Quoted passage →
In JavaScript Module II, we got our bearings by forming a picture of the two sides involved in an API, the server and the client. With a solid grasp on the who, we are ready to look deeper into how these two communicate. For context, we first look at the human model of communication and compare it to computers. After that, we move on to the specifics of a common protocol used in APIs.

Knowing the Rules

People create social etiquette to guide their interactions. One example is how we talk to each other on the phone. Imagine yourself chatting with a friend. While they are speaking, you know to be silent. You know to allow them brief pauses. If they ask a question and then remain quiet, you know they are expecting a response and it is now your turn to talk.

Computers have a similar etiquette, though it goes by the term "protocol". A computer protocol is an accepted set of rules that govern how two computers can speak to each other. Compared to our standards, however, a computer protocol is extremely rigid. Think for a moment of the two sentences "My favorite color is blue" and "Blue is my favorite color." People are able to break down each sentence and see that they mean the same thing, despite the words being in different orders. Unfortunately, computers are not that smart.

For two computers to communicate effectively, the server has to know exactly how the client will arrange its messages. You can think of it like a person asking for a mailing address. When you ask for the location of a place, you assume the first thing you are told is the street address, followed by the city, the state, and lastly, the zip code. You also have certain expectations about each piece of the address, like the fact that the zip code should only consist of numbers. A similar level of specificity is required for a computer protocol to work.

The Protocol of the Web

There is a protocol for just about everything, each one tailored to do different jobs. You may have already heard of some: Bluetooth for connecting devices, and POP or IMAP for fetching emails.

On the web, the main protocol is the Hyper-Text Transfer Protocol, better known by its acronym, HTTP. When you type an address like http://example.com into a web browser, the "http" tells the browser to use the rules of HTTP when talking with the server.

Part of a data file →
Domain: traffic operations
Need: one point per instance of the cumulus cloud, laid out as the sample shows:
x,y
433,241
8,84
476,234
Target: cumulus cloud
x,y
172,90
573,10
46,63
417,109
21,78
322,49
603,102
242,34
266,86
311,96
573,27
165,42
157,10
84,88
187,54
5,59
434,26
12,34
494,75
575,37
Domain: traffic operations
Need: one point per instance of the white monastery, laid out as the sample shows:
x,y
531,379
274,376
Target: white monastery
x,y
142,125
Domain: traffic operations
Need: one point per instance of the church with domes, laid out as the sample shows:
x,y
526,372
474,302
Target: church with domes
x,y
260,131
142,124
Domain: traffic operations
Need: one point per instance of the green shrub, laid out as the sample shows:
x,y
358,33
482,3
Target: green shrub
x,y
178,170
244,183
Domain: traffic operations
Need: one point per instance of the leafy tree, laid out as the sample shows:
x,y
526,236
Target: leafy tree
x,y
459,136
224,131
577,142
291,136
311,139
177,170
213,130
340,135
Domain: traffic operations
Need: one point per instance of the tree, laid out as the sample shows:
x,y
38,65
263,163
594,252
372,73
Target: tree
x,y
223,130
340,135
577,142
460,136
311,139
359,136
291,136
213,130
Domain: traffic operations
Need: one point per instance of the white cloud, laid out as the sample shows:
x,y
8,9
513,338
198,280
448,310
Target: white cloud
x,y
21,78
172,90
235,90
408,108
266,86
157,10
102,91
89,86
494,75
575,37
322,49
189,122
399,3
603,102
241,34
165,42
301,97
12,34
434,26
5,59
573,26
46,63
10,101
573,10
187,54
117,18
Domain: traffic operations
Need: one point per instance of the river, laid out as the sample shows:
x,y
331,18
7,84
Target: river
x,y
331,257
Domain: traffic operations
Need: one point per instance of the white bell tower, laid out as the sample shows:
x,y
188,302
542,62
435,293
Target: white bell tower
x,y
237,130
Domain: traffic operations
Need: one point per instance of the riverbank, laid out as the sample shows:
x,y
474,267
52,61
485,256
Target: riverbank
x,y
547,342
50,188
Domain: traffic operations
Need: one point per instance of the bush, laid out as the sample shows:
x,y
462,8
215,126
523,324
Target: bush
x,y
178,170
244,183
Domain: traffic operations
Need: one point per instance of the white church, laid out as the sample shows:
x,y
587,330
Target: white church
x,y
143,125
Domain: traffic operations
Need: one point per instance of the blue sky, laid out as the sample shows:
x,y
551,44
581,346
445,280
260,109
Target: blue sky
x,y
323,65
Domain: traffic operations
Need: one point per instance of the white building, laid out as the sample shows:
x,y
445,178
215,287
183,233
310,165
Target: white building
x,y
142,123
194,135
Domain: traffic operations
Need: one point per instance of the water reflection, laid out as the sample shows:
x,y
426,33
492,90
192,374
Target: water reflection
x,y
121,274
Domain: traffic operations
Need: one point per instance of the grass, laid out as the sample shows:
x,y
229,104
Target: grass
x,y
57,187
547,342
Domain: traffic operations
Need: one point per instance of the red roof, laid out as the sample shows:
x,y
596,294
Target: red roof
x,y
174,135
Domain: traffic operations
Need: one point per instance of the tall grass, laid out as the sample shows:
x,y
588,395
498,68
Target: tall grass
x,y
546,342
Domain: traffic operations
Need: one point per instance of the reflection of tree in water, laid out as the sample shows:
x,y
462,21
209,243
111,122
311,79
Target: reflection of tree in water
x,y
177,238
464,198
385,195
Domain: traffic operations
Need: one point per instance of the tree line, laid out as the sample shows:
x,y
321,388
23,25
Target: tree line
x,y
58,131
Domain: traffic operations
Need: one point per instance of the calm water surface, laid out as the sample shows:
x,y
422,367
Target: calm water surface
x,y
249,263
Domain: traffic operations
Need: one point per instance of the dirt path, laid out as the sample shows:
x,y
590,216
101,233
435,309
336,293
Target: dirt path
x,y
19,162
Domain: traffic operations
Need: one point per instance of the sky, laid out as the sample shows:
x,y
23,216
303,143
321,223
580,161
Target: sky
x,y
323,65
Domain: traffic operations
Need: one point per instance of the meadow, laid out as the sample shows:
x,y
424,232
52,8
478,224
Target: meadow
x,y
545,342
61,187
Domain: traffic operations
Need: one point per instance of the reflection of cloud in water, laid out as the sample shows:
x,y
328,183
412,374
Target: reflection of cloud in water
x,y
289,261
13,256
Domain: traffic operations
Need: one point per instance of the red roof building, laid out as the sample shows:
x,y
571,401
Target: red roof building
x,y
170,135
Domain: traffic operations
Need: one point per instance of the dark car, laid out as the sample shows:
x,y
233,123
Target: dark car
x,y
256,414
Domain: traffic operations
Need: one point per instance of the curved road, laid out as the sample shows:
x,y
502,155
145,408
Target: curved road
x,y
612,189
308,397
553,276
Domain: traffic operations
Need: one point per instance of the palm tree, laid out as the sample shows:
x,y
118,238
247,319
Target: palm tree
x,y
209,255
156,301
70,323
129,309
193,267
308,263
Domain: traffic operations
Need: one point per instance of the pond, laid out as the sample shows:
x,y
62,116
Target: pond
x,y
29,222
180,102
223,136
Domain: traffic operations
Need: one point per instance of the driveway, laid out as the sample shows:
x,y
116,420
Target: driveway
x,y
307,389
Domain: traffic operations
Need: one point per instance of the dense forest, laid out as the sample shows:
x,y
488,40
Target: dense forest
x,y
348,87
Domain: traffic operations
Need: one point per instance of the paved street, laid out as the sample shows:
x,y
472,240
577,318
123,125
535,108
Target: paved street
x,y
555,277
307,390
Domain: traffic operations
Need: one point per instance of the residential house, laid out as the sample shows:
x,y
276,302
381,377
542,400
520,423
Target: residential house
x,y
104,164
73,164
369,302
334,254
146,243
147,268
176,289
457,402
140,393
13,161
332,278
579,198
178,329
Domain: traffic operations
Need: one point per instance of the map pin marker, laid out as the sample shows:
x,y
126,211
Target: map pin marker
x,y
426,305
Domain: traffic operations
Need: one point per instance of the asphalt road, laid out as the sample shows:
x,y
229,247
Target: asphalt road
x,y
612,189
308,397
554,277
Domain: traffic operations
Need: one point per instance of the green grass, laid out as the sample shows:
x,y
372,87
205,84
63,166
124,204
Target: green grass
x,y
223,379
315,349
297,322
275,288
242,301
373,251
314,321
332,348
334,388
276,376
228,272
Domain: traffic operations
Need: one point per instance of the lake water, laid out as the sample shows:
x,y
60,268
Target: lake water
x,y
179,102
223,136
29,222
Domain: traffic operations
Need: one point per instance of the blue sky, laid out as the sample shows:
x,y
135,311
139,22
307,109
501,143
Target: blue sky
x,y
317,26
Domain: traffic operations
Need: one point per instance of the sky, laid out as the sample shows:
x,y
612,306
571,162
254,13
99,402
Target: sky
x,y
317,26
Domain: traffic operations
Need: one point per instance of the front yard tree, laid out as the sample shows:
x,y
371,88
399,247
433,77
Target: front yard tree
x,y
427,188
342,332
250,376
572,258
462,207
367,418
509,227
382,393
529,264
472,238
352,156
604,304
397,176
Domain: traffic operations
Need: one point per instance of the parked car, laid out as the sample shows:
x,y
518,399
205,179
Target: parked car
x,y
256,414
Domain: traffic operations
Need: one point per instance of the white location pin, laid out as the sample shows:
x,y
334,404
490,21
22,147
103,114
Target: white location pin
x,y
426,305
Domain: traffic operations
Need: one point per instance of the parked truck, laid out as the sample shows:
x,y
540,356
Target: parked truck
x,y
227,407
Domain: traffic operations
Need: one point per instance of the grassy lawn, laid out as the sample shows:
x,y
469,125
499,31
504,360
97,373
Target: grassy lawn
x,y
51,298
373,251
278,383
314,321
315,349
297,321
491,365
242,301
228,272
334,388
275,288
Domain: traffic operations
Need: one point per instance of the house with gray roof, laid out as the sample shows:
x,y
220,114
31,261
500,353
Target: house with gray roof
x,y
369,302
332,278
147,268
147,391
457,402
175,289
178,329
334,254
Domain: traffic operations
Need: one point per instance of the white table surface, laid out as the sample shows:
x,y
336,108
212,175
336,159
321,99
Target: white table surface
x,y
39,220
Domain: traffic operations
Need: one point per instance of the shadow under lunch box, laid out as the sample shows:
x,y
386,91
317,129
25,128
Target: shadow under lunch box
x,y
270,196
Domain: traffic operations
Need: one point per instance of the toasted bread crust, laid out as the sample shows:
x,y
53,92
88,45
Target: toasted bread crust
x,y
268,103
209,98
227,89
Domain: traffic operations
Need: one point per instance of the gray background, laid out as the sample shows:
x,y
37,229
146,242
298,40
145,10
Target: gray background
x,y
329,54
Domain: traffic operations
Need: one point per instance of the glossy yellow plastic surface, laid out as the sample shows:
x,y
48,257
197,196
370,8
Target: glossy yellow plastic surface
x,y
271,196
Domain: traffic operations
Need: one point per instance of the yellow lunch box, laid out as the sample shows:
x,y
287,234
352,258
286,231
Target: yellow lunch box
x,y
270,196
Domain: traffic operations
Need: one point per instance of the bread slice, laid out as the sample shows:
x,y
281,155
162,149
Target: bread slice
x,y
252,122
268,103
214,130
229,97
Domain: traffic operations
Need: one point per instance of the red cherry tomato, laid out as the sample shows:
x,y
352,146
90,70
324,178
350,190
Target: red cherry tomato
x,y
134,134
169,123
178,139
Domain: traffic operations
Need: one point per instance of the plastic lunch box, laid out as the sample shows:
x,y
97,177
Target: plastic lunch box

Given task →
Repeat the passage on API communication protocols from "Computers have a" to "not that smart.".

Reply →
Computers have a similar etiquette, though it goes by the term "protocol". A computer protocol is an accepted set of rules that govern how two computers can speak to each other. Compared to our standards, however, a computer protocol is extremely rigid. Think for a moment of the two sentences "My favorite color is blue" and "Blue is my favorite color." People are able to break down each sentence and see that they mean the same thing, despite the words being in different orders. Unfortunately, computers are not that smart.